#### Task A:
Explain in one to three sentences why the building description calls the villa's building sequence complex.
#### Task B:
Write out the passage of the building description from "2-storey and basement" up to and including "to rear (N).", word for word.

#### Given text:
+++

2-storey and basement villa, with complex building sequence, largely of mid 19th century appearance, but incorporating periods of earlier and later work. Circa mid-later 18th century Georgian villa, possibly of 2 different dates at core, substantially recast in 1843-45 in the manner of Burn and Bryce (Jacobethan style), with entirely new S front and partial interior remodelling. Large 1911 additions to rear (N).

1840'S ELEVATIONS: cream polished ashlar with channelled rustication at ground floor, long and short rusticated quoins, plinth and basecourse, cornice between ground and 1st floors; plain frieze swept to dentilled cornice, with vigorously moulded consoles in frieze above windows, advanced bays pedimented or with blocking courses, plain parapet elsewhere; side (E and W) elevations of 1840's period of finely-

tooled squared sandstone with ashlar dressings. Architraved single and tripartite windows; projecting window bays with openwork strapwork parapets. Timber sash and case windows, each sash in 1840's windows divided horizontally into 2 panes. Shallow-pitched slated roofs; grouped, square-shafted ashlar stacks.

+++

#### Record extracts:
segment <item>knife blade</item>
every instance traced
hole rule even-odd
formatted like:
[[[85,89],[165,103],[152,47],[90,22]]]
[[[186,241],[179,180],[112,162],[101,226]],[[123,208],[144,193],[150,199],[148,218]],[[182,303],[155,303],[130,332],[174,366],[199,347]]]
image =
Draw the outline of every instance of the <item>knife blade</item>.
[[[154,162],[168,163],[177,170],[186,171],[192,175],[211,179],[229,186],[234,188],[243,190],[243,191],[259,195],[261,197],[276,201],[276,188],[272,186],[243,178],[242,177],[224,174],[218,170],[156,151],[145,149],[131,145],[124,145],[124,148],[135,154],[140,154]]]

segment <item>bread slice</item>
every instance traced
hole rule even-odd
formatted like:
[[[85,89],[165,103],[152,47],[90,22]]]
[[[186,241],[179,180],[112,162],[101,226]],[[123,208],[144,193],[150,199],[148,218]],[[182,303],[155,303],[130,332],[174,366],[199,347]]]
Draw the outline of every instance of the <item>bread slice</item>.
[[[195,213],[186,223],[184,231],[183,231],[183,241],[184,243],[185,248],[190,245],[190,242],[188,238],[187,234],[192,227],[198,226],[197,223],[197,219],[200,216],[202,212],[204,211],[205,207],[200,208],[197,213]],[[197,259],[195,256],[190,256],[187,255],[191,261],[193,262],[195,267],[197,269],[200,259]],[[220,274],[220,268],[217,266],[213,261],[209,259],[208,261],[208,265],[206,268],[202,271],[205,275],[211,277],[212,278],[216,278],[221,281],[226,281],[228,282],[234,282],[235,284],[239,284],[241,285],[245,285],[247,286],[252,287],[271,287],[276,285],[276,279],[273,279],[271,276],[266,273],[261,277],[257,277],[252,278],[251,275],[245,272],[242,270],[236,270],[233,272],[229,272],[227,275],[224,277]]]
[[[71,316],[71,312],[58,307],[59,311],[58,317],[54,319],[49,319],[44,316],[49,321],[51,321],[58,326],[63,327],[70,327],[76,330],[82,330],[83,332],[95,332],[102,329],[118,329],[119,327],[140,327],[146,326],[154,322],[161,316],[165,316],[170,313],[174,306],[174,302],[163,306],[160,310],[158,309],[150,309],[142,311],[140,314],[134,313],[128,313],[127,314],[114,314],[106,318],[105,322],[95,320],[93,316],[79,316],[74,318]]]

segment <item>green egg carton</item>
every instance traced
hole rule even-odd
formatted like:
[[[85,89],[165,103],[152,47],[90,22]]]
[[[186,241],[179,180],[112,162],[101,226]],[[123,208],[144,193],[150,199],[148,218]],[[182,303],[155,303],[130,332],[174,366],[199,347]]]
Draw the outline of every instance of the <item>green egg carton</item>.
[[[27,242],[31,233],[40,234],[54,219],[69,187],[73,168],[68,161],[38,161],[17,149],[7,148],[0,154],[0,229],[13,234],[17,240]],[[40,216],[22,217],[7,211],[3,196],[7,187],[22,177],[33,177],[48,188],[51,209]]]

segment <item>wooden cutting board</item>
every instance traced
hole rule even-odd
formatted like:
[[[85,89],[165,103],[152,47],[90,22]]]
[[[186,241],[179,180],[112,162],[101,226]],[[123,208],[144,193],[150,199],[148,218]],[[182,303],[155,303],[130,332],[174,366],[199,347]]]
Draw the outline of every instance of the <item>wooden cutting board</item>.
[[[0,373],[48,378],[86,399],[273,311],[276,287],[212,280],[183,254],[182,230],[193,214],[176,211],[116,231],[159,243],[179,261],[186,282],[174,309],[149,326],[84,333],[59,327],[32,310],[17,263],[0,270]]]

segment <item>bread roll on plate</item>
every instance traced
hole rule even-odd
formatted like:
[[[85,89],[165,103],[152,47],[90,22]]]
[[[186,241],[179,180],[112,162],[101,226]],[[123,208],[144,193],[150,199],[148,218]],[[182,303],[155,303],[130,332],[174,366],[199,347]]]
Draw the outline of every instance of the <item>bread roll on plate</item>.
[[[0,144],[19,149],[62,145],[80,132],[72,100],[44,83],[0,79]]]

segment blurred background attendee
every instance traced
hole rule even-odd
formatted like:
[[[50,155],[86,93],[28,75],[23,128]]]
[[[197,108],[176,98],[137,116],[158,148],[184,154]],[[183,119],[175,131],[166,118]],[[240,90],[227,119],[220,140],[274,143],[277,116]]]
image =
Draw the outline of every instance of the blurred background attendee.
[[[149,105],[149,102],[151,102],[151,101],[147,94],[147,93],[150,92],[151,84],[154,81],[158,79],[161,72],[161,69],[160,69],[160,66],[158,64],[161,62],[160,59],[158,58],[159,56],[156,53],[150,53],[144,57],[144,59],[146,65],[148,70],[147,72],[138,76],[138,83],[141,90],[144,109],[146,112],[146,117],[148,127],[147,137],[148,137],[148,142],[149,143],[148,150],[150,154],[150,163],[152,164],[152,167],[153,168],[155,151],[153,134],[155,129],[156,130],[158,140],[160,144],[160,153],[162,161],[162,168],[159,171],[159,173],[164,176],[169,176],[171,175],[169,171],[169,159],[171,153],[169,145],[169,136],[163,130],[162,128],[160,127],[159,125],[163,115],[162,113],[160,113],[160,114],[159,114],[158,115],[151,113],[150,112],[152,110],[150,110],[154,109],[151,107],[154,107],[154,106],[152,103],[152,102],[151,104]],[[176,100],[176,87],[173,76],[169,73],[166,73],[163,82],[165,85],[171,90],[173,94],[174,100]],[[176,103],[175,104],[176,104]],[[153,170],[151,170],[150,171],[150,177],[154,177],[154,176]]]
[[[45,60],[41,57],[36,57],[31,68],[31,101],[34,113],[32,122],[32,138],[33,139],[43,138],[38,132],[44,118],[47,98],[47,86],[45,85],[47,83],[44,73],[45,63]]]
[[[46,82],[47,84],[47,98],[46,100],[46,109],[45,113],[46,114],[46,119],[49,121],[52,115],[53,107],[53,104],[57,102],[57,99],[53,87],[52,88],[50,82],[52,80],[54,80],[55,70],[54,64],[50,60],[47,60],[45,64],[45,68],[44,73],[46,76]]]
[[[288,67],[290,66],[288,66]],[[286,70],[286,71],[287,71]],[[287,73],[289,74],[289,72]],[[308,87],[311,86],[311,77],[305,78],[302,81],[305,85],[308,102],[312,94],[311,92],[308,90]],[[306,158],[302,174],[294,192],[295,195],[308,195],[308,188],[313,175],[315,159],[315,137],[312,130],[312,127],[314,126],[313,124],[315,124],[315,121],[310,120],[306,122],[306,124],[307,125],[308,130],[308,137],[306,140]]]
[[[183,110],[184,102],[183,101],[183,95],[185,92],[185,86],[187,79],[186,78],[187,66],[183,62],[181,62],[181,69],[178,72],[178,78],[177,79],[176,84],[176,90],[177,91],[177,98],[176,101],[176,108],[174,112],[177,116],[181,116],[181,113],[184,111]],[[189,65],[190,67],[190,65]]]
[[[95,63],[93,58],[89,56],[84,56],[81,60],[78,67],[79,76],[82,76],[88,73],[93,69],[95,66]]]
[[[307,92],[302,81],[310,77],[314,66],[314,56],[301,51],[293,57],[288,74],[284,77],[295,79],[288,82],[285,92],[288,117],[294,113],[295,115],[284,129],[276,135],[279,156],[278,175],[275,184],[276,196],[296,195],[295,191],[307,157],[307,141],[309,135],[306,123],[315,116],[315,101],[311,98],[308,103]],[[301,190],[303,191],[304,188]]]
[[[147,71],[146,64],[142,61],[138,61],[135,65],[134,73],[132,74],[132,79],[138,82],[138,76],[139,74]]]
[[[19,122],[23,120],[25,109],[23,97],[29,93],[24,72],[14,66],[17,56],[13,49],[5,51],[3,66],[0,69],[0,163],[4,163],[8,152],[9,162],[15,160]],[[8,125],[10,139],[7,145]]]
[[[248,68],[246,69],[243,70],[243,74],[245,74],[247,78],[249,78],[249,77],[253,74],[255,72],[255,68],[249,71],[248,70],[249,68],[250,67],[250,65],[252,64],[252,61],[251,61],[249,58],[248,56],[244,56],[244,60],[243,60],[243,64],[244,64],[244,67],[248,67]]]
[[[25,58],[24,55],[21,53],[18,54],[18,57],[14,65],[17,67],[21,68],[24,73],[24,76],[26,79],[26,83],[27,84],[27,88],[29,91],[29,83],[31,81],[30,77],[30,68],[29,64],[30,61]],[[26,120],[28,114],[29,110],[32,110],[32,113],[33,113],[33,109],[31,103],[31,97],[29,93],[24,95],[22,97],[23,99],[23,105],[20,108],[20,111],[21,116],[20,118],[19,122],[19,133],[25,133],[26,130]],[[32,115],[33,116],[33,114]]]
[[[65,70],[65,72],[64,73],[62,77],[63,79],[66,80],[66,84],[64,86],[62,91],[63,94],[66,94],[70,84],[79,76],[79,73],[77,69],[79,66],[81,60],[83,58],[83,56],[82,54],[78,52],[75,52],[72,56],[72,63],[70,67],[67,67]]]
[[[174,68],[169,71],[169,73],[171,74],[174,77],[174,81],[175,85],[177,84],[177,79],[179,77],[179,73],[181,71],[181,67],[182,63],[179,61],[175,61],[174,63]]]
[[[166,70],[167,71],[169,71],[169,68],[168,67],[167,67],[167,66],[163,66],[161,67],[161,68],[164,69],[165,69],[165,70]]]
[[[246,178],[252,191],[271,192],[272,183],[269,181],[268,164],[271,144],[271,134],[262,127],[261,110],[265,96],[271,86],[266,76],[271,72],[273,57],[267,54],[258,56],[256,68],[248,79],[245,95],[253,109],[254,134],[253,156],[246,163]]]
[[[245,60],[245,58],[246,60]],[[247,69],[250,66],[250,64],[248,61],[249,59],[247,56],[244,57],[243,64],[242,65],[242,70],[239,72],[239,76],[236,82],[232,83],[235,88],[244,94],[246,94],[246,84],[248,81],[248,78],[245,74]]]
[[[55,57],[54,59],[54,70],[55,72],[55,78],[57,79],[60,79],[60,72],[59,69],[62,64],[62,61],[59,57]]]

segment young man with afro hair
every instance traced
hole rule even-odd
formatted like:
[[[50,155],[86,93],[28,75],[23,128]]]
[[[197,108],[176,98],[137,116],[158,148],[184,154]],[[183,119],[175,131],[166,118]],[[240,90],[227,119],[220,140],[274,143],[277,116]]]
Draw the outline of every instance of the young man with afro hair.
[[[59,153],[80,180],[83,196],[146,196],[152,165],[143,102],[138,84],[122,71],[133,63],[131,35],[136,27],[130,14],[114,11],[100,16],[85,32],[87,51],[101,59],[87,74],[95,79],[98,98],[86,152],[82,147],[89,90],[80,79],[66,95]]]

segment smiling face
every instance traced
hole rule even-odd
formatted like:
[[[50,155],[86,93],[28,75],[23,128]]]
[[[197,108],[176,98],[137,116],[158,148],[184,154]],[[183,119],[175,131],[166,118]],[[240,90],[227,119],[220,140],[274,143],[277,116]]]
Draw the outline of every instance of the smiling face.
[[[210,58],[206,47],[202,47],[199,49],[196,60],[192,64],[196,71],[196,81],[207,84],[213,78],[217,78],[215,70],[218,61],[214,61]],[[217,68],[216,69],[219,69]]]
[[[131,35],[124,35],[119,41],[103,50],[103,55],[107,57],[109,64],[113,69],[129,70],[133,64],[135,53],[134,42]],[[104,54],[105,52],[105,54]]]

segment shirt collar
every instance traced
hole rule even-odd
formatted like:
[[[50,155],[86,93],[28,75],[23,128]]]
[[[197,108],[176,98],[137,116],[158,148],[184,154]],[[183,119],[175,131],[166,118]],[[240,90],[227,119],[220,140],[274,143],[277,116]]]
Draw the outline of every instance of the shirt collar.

+++

#### Correct response A:
The villa has a mid-to-late 18th-century Georgian core, possibly of two different dates, which was substantially recast in 1843-45 in a Jacobethan manner with an entirely new south front and partial interior remodelling. Large additions were then made to the rear (north) in 1911, so the building combines several periods of work.

#### Correct response B:
2-storey and basement villa, with complex building sequence, largely of mid 19th century appearance, but incorporating periods of earlier and later work. Circa mid-later 18th century Georgian villa, possibly of 2 different dates at core, substantially recast in 1843-45 in the manner of Burn and Bryce (Jacobethan style), with entirely new S front and partial interior remodelling. Large 1911 additions to rear (N).